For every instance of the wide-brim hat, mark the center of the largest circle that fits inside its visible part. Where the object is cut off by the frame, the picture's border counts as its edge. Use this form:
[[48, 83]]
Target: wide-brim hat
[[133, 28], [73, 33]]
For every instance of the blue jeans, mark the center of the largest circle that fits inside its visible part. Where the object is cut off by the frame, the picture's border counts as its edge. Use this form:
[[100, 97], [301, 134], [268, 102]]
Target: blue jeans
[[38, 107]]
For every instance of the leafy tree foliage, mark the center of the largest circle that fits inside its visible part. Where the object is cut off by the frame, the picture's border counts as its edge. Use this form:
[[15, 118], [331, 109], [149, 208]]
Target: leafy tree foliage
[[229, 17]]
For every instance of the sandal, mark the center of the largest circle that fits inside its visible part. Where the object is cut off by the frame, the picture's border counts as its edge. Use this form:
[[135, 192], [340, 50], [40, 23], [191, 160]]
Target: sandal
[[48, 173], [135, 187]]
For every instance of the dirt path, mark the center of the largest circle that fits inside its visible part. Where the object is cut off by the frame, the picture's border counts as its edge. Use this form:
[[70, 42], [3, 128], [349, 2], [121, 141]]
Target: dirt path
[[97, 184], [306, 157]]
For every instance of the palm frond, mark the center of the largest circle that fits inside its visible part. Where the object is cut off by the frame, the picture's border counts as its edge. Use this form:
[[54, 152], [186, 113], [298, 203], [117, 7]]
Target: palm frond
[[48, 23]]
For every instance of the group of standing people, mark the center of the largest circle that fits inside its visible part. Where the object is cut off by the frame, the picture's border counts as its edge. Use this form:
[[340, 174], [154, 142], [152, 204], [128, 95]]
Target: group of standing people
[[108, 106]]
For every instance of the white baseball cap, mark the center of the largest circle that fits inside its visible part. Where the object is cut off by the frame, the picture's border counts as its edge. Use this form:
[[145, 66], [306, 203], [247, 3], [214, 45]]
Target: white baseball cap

· · · ·

#### Opdracht:
Werk de regels bij vanaf de regel met "For every instance of the blue" tot en met de regel met "[[229, 17]]" door "leafy tree foliage" te vervangen door "green shrub" en de rest ongewijzigd te laten. Geef alleen deze regels.

#### Antwoord:
For every instance of the blue jeans, mark the center of the largest circle that fits inside its visible part. Where the object is cut off by the frame, the picture's border counts as its edge. Use this form:
[[100, 97], [301, 134], [268, 102]]
Target: blue jeans
[[38, 107]]
For every instance of the green shrub, mark the center of the largest circle that fits inside its visible part. Where the object is cut off by the frame, the picture's border counts as its edge. Use this form:
[[15, 118], [331, 109], [149, 208]]
Target: green shrub
[[229, 17]]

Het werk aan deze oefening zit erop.